* WHAT YOU WILL DO
Write the records out again exactly, leaving no images in.

* Stored data entries
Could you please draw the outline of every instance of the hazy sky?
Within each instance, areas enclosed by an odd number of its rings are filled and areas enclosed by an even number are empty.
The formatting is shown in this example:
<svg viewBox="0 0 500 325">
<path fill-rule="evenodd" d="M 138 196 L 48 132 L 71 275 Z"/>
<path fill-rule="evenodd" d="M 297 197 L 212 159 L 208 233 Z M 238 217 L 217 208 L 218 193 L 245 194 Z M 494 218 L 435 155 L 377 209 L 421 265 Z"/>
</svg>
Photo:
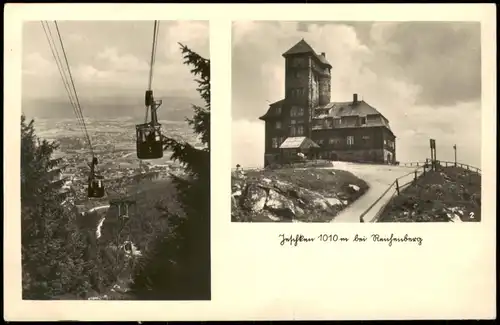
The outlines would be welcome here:
<svg viewBox="0 0 500 325">
<path fill-rule="evenodd" d="M 79 96 L 142 98 L 148 83 L 153 24 L 153 21 L 59 21 Z M 53 22 L 50 26 L 54 26 Z M 23 99 L 66 99 L 41 23 L 27 22 L 23 28 Z M 56 32 L 55 28 L 52 32 Z M 209 58 L 208 22 L 160 22 L 153 90 L 163 96 L 198 96 L 190 67 L 183 64 L 178 42 Z"/>
<path fill-rule="evenodd" d="M 397 137 L 400 161 L 430 156 L 481 163 L 479 23 L 251 22 L 232 29 L 233 165 L 263 163 L 264 114 L 284 97 L 286 50 L 304 38 L 325 52 L 332 101 L 353 93 L 376 107 Z"/>
</svg>

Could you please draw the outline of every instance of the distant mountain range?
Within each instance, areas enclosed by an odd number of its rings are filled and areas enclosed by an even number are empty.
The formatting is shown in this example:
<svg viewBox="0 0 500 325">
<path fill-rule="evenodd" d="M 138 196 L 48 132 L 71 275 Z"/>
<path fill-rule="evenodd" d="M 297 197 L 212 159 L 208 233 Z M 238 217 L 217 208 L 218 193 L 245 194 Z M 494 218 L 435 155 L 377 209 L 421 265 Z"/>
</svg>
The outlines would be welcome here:
<svg viewBox="0 0 500 325">
<path fill-rule="evenodd" d="M 199 98 L 163 97 L 158 109 L 160 120 L 184 121 L 193 116 L 192 105 L 203 105 Z M 97 97 L 80 99 L 84 117 L 116 118 L 145 115 L 144 99 L 131 97 Z M 22 111 L 28 118 L 73 118 L 75 113 L 68 99 L 23 99 Z"/>
</svg>

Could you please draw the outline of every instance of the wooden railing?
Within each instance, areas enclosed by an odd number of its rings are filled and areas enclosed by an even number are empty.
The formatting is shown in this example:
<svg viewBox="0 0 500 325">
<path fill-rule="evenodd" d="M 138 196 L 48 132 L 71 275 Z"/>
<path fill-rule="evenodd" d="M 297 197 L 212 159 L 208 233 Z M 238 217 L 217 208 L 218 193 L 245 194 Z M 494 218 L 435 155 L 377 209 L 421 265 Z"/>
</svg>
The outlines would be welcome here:
<svg viewBox="0 0 500 325">
<path fill-rule="evenodd" d="M 422 176 L 422 175 L 425 175 L 425 173 L 427 172 L 426 169 L 428 169 L 430 166 L 429 165 L 426 165 L 425 163 L 419 163 L 419 167 L 415 168 L 414 170 L 412 170 L 411 172 L 403 175 L 403 176 L 400 176 L 398 178 L 396 178 L 394 180 L 394 182 L 392 182 L 389 187 L 384 191 L 384 193 L 382 193 L 382 195 L 380 195 L 378 197 L 378 199 L 375 200 L 375 202 L 373 202 L 360 216 L 359 216 L 359 220 L 360 222 L 364 222 L 364 217 L 366 214 L 368 214 L 374 207 L 375 205 L 377 205 L 377 203 L 380 202 L 380 200 L 382 200 L 383 198 L 386 198 L 386 202 L 384 203 L 384 205 L 382 207 L 380 207 L 380 209 L 377 211 L 377 213 L 375 214 L 375 217 L 372 218 L 372 220 L 370 220 L 369 222 L 377 222 L 378 219 L 380 218 L 380 215 L 382 213 L 382 211 L 384 211 L 385 207 L 387 206 L 387 204 L 391 201 L 391 199 L 396 196 L 396 195 L 399 195 L 401 193 L 401 191 L 406 188 L 407 186 L 411 185 L 411 184 L 415 184 L 417 182 L 417 180 Z M 390 197 L 387 197 L 388 195 L 390 195 Z"/>
<path fill-rule="evenodd" d="M 468 165 L 468 164 L 463 164 L 463 163 L 459 163 L 459 162 L 455 163 L 453 161 L 443 161 L 443 160 L 438 160 L 437 162 L 441 166 L 444 166 L 444 167 L 460 167 L 460 168 L 463 168 L 463 169 L 467 169 L 468 171 L 472 171 L 472 172 L 481 174 L 481 169 L 480 168 L 477 168 L 477 167 L 474 167 L 474 166 L 471 166 L 471 165 Z"/>
<path fill-rule="evenodd" d="M 412 162 L 400 162 L 399 163 L 399 166 L 403 166 L 403 167 L 421 167 L 421 166 L 424 166 L 426 163 L 426 161 L 412 161 Z"/>
</svg>

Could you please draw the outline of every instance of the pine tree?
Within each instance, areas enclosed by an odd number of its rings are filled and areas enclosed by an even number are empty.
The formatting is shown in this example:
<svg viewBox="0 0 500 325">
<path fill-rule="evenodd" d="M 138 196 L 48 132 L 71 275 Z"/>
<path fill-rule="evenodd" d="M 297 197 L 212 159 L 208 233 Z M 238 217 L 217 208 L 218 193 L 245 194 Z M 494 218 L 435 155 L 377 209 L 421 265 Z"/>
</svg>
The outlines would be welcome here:
<svg viewBox="0 0 500 325">
<path fill-rule="evenodd" d="M 91 287 L 92 263 L 76 215 L 61 206 L 57 144 L 40 140 L 34 121 L 21 116 L 21 254 L 23 299 L 82 298 Z"/>
<path fill-rule="evenodd" d="M 165 211 L 173 235 L 160 238 L 137 270 L 132 290 L 138 299 L 210 299 L 210 60 L 180 46 L 205 102 L 193 105 L 193 118 L 186 119 L 203 148 L 164 137 L 164 149 L 185 170 L 183 177 L 172 175 L 184 215 Z"/>
</svg>

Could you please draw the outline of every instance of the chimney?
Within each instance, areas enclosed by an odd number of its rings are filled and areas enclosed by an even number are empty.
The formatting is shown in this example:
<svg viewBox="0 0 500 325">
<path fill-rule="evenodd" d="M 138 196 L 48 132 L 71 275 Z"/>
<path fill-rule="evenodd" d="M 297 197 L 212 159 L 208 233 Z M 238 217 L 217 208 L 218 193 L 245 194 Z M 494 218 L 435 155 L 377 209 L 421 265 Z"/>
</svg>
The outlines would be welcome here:
<svg viewBox="0 0 500 325">
<path fill-rule="evenodd" d="M 326 58 L 325 52 L 321 52 L 321 56 L 324 57 L 324 58 Z"/>
<path fill-rule="evenodd" d="M 352 98 L 352 102 L 356 104 L 358 102 L 358 94 L 354 94 Z"/>
</svg>

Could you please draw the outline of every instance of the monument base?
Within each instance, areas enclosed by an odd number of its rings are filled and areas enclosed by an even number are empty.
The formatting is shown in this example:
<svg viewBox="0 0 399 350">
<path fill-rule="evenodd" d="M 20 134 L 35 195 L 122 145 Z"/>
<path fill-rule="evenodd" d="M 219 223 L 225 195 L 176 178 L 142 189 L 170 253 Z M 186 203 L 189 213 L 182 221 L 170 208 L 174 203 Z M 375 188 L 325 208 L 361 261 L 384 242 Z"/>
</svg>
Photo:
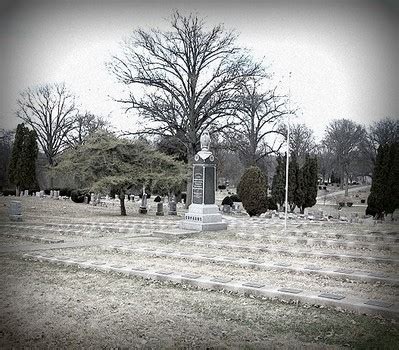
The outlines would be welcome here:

* SOLUTION TO THE EXERCISE
Could you please draw the outline of every instance of the hazy sky?
Within each instance, areas enclosed by an odd number of its rings are filled and areas enclosed by an even number are empty.
The formatting is shown in this example:
<svg viewBox="0 0 500 325">
<path fill-rule="evenodd" d="M 138 196 L 48 132 L 71 275 Z"/>
<path fill-rule="evenodd" d="M 297 197 L 212 159 L 208 233 Z M 238 217 L 217 208 L 218 193 L 245 194 Z M 494 218 L 435 155 L 377 209 L 421 265 Z"/>
</svg>
Photo:
The outlines would be welcome here:
<svg viewBox="0 0 500 325">
<path fill-rule="evenodd" d="M 79 96 L 142 98 L 148 83 L 153 24 L 153 21 L 59 21 Z M 53 22 L 50 26 L 54 26 Z M 23 99 L 66 99 L 41 23 L 27 22 L 23 28 Z M 56 32 L 55 28 L 52 32 Z M 209 58 L 208 22 L 160 22 L 153 90 L 163 96 L 198 96 L 190 67 L 183 64 L 178 42 Z"/>
<path fill-rule="evenodd" d="M 397 137 L 400 161 L 430 156 L 481 163 L 479 23 L 251 22 L 232 29 L 233 165 L 263 163 L 264 114 L 284 97 L 286 50 L 304 38 L 325 52 L 332 101 L 353 93 L 376 107 Z"/>
</svg>

Could you please draw the outline of every instance of the distant mountain range?
Within each instance, areas enclosed by an odd number of its rings are filled and areas enclosed by an even number are empty.
The formatting is shown in this example:
<svg viewBox="0 0 500 325">
<path fill-rule="evenodd" d="M 138 196 L 48 132 L 71 275 Z"/>
<path fill-rule="evenodd" d="M 297 197 L 212 159 L 208 233 Z M 238 217 L 217 208 L 218 193 L 245 194 Z M 494 218 L 435 155 L 377 209 L 421 265 Z"/>
</svg>
The outlines would be welcome here:
<svg viewBox="0 0 500 325">
<path fill-rule="evenodd" d="M 199 98 L 163 97 L 158 109 L 160 120 L 184 121 L 193 116 L 192 105 L 203 105 Z M 97 97 L 80 99 L 84 117 L 116 118 L 145 115 L 144 99 L 131 97 Z M 22 111 L 28 118 L 73 118 L 75 113 L 68 99 L 23 99 Z"/>
</svg>

Could you please draw the outline of every instance of the wooden railing?
Within each instance, areas enclosed by an odd number of its rings are filled and areas enclosed by an even number are empty.
The formatting is shown in this example:
<svg viewBox="0 0 500 325">
<path fill-rule="evenodd" d="M 138 196 L 48 132 L 71 275 Z"/>
<path fill-rule="evenodd" d="M 297 197 L 212 159 L 208 233 Z M 238 217 L 217 208 L 218 193 L 245 194 Z M 494 218 L 435 155 L 377 209 L 421 265 Z"/>
</svg>
The outlines would be welcome here:
<svg viewBox="0 0 500 325">
<path fill-rule="evenodd" d="M 422 176 L 422 175 L 425 175 L 425 173 L 427 172 L 426 169 L 428 169 L 430 166 L 429 165 L 426 165 L 425 163 L 419 163 L 419 167 L 415 168 L 414 170 L 412 170 L 411 172 L 403 175 L 403 176 L 400 176 L 398 178 L 396 178 L 394 180 L 394 182 L 392 182 L 389 187 L 384 191 L 384 193 L 382 193 L 382 195 L 380 195 L 378 197 L 378 199 L 375 200 L 375 202 L 373 202 L 360 216 L 359 216 L 359 220 L 360 222 L 364 222 L 364 217 L 366 214 L 368 214 L 374 207 L 375 205 L 377 205 L 377 203 L 380 202 L 380 200 L 382 200 L 383 198 L 386 198 L 386 202 L 384 203 L 384 205 L 382 207 L 380 207 L 380 209 L 377 211 L 377 213 L 375 214 L 375 217 L 372 218 L 372 220 L 370 220 L 369 222 L 377 222 L 378 219 L 380 218 L 380 215 L 382 213 L 382 211 L 384 211 L 385 207 L 387 206 L 387 204 L 391 201 L 391 199 L 396 196 L 396 195 L 399 195 L 401 193 L 401 191 L 406 188 L 407 186 L 411 185 L 411 184 L 415 184 L 417 182 L 417 180 Z M 390 197 L 387 197 L 388 195 L 390 195 Z"/>
<path fill-rule="evenodd" d="M 468 165 L 468 164 L 463 164 L 463 163 L 459 163 L 459 162 L 455 163 L 453 161 L 443 161 L 443 160 L 438 160 L 437 162 L 441 166 L 444 166 L 444 167 L 460 167 L 460 168 L 463 168 L 463 169 L 467 169 L 468 171 L 472 171 L 472 172 L 481 174 L 481 169 L 480 168 L 477 168 L 477 167 L 474 167 L 474 166 L 471 166 L 471 165 Z"/>
<path fill-rule="evenodd" d="M 412 162 L 400 162 L 399 163 L 399 166 L 403 166 L 403 167 L 421 167 L 421 166 L 424 166 L 426 163 L 426 161 L 412 161 Z"/>
</svg>

Could you please draw the outline of every instance of the pine tree?
Within each instance, areas enclosed by an odd number of its rings are filled and areas enclosed by an even number are empty.
The formatting is shown in this example:
<svg viewBox="0 0 500 325">
<path fill-rule="evenodd" d="M 138 196 L 48 132 L 71 275 Z"/>
<path fill-rule="evenodd" d="M 297 197 L 212 159 L 208 233 Z M 238 217 L 217 208 L 218 193 L 245 194 Z M 494 218 L 435 155 L 377 209 L 421 265 Z"/>
</svg>
The outlines would be welcome here:
<svg viewBox="0 0 500 325">
<path fill-rule="evenodd" d="M 91 287 L 92 263 L 76 215 L 61 206 L 57 144 L 40 140 L 34 121 L 21 116 L 21 254 L 23 299 L 82 298 Z"/>
<path fill-rule="evenodd" d="M 165 211 L 173 235 L 160 238 L 137 270 L 132 290 L 138 299 L 210 299 L 210 60 L 180 46 L 205 102 L 193 105 L 193 118 L 186 119 L 203 148 L 164 137 L 164 149 L 185 170 L 183 177 L 172 175 L 184 215 Z"/>
</svg>

Could you please draw the outline of every instance of the chimney?
Within each instance, areas enclosed by an odd number of its rings are filled and areas enclosed by an even number are empty.
The formatting is shown in this example:
<svg viewBox="0 0 500 325">
<path fill-rule="evenodd" d="M 138 196 L 48 132 L 71 275 Z"/>
<path fill-rule="evenodd" d="M 297 197 L 212 159 L 208 233 Z M 238 217 L 217 208 L 218 193 L 245 194 Z M 494 218 L 435 155 L 377 209 L 421 265 Z"/>
</svg>
The outlines would be welcome here:
<svg viewBox="0 0 500 325">
<path fill-rule="evenodd" d="M 326 58 L 325 52 L 321 52 L 321 56 L 324 57 L 324 58 Z"/>
<path fill-rule="evenodd" d="M 352 98 L 352 102 L 356 104 L 358 102 L 358 94 L 354 94 Z"/>
</svg>

Could you please draw the outline of every instance of the monument base?
Within each instance, areas enclosed by an odd number of its rings are filled and areas enclosed by an even number are empty.
The formatting is shown in this example:
<svg viewBox="0 0 399 350">
<path fill-rule="evenodd" d="M 20 134 L 35 195 L 122 145 Z"/>
<path fill-rule="evenodd" d="M 219 223 L 225 195 L 176 178 L 142 189 L 170 253 Z M 186 203 L 189 213 L 182 221 L 170 208 L 174 203 Z M 375 188 L 325 208 L 361 261 L 384 242 Z"/>
</svg>
Photo:
The outlines would be welcome here:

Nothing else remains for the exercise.